EXCERPTED TEXT:
··········
Restructuring programs by tucking statements into functions

https://doi.org/10.1016/S0950-5849(98)00091-3Get rights and content

Abstract

Changing the internal structure of a program without changing its behavior is called restructuring. This paper presents a transformation called tuck for restructuring programs by decomposing large functions into small functions. Tuck consists of three steps: Wedge, Split, and Fold. A wedge a subset of statements in a slice-contains computations that are related and that may create a meaningful function. The statements in a wedge are split from the rest of the code and folded into a new function. A call to the new function is placed in the now restructured function. That tuck does not alter the behavior of the original function follows from the semantic preserving properties of a slice.

Introduction

Software restructuring is the transformation of software from one representation to another at the same relative abstraction level, without changing the external behavior of the subject system [10]. A software system may be restructured to make it easier to understand and change, and therefore less costly to maintain [2]. Restructuring may also be the enabling step for reengineering a system 34, 39, and for reverse engineering a system to extract its abstractions 6, 18, 38.

Restructuring in the early days of structured programming implied removing the goto statements 1, 3, 22. This notion of restructuring is quite mature and has led to several automated tools [2]. Even though automatic removal of goto statements does not always produce programs that are desirable [9], such restructuring is a necessary step for creating higher, logic-based abstractions from code 6, 18, 38, 39.
··········
SET TASKS:
**a.** Return the stretch of the restructuring text from "https://doi.org/10.1016/S0950-5849(98)00091-3Get rights and" through "of a slice.".
**b.** According to the restructuring text, what three steps make up the tuck transformation?
**c.** Please continue the restructuring text, starting after its last sentence.
The records after this point are separate material, unrelated to the restructuring text.
··········
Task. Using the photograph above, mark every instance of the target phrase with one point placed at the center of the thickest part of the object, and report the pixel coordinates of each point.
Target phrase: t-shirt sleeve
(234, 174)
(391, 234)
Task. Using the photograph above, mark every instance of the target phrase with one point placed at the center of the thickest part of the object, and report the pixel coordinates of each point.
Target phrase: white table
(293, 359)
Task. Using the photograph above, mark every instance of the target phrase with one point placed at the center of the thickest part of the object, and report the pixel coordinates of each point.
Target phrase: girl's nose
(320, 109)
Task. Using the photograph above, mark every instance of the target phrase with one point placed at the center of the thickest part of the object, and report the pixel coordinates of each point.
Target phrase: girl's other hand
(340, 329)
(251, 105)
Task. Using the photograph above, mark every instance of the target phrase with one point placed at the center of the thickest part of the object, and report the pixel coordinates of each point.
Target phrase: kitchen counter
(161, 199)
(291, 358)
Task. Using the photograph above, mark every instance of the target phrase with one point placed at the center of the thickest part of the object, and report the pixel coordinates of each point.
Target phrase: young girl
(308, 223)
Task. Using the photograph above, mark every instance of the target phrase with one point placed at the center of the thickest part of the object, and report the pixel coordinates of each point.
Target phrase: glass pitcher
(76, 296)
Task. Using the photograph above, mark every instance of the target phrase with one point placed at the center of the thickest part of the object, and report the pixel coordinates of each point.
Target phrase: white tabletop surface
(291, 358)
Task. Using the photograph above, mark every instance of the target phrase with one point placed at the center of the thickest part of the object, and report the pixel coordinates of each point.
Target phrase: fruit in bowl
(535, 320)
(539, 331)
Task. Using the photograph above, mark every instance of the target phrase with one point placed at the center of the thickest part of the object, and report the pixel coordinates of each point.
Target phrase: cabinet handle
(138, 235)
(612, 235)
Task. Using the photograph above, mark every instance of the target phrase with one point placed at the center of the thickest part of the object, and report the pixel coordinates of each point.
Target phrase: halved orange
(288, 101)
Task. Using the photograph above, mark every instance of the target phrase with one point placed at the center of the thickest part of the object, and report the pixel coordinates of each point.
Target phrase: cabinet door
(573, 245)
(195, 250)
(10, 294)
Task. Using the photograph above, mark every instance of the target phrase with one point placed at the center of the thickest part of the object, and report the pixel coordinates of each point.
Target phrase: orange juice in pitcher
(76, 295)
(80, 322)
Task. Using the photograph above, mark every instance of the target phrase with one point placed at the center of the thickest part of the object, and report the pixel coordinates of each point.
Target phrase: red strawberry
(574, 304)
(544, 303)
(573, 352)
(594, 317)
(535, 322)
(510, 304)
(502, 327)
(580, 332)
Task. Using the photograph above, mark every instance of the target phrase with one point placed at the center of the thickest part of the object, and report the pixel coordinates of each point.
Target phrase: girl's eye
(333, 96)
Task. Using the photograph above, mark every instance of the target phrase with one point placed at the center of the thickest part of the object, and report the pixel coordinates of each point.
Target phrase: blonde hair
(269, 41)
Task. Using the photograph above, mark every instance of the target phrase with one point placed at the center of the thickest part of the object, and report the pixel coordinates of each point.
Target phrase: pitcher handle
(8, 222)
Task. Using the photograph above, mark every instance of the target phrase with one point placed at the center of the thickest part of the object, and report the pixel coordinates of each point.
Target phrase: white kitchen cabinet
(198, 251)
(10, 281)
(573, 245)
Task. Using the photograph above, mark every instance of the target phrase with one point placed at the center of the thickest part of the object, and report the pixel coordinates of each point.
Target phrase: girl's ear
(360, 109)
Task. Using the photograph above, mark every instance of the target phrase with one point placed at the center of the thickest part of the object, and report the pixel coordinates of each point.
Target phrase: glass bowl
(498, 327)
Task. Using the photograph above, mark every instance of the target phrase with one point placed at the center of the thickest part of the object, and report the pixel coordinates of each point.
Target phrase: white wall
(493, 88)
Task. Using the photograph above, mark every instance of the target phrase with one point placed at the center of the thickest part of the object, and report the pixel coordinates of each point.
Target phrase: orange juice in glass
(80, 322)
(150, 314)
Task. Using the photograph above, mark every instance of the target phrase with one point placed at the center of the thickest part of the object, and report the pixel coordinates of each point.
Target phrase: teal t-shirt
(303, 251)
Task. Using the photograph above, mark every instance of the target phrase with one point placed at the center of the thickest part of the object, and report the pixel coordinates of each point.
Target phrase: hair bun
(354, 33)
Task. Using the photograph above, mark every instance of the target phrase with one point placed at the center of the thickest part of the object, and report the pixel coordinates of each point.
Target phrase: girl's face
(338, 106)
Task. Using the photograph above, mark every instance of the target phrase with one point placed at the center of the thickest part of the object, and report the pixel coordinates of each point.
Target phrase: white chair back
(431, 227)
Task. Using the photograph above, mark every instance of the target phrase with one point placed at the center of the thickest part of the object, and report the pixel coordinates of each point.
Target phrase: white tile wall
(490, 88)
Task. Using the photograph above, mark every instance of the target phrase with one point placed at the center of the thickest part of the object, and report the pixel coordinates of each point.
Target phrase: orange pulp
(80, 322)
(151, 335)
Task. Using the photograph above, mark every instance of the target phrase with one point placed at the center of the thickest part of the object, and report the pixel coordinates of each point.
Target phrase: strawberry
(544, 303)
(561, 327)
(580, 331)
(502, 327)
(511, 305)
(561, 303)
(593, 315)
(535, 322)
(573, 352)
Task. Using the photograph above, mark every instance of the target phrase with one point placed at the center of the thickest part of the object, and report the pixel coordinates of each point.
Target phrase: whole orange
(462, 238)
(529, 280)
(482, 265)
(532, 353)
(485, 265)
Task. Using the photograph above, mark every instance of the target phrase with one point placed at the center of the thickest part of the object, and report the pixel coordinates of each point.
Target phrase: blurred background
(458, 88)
··········
TASK-BY-TASK RESULTS:
**a.**
https://doi.org/10.1016/S0950-5849(98)00091-3Get rights and content

Abstract

Changing the internal structure of a program without changing its behavior is called restructuring. This paper presents a transformation called tuck for restructuring programs by decomposing large functions into small functions. Tuck consists of three steps: Wedge, Split, and Fold. A wedge a subset of statements in a slice-contains computations that are related and that may create a meaningful function. The statements in a wedge are split from the rest of the code and folded into a new function. A call to the new function is placed in the now restructured function. That tuck does not alter the behavior of the original function follows from the semantic preserving properties of a slice.

**b.** Wedge, Split, and Fold.

**c.**
This paper investigates the problem of restructuring programs by breaking their large code fragments and tucking them into new functions. The technical challenge in creating new functions lies in capturing computations that are meaningfully related. If that was not necessary, one could simply create functions by breaking off contiguous pieces of code of some pre-set size, such as done by Sneed and Jandrasics [34]. Such a straightforward approach may not yield good functions because of the interleaving of unrelated computations in real-world code [32].

We present a restructuring transformation tuck to decompose large, non-cohesive code fragments into small, cohesive functions [11]. To tuck, according to the American Heritage Dictionary, is to gather and fold. This is precisely what our transformation does. Tuck is a composition of three primitive transformations: Wedge, Split, and Fold. To tuck a code fragment, a programmer first gathers related code by driving a wedge in the function, then splits the code isolated by the wedge, and then folds [4]the split code into a function. Such restructuring may be performed in order to improve the architecture of a software system [36].

Fig. 1, Fig. 2 enumerate by example the type of restructuring performed by tucking. The program in Fig. 1 is not cohesive [35]in that it performs several activities at the same time. It inputs the sale data for a given number of days. Depending on the value of the flag process, it also computes pay, the commission to be paid as a percentage of sale, and the resulting profit. Fig. 2 contains a program resulting from tucking all the statements modifying the variable total-pay into a function ComputeTotalPay. Besides the assignments to total-pay, the new function also contains the for and the if statements so that the computation of total-pay is preserved. A copy of the for statement has been retained in the restructured function to ensure that total-sale is correctly computed.

The tuck transformation improves upon the extract-function transformation contained in Griswold and Notkin's catalogue of restructuring transformations 16, 17. Griswold and Notkin's extract-function creates a new function from contiguous code fragments. Their transformation is limited to structured programs. In contrast, the tuck transformation even creates functions from non-contiguous code, as enumerated by the example in Fig. 1, Fig. 2. Our transformation is defined for unstructured programs as well.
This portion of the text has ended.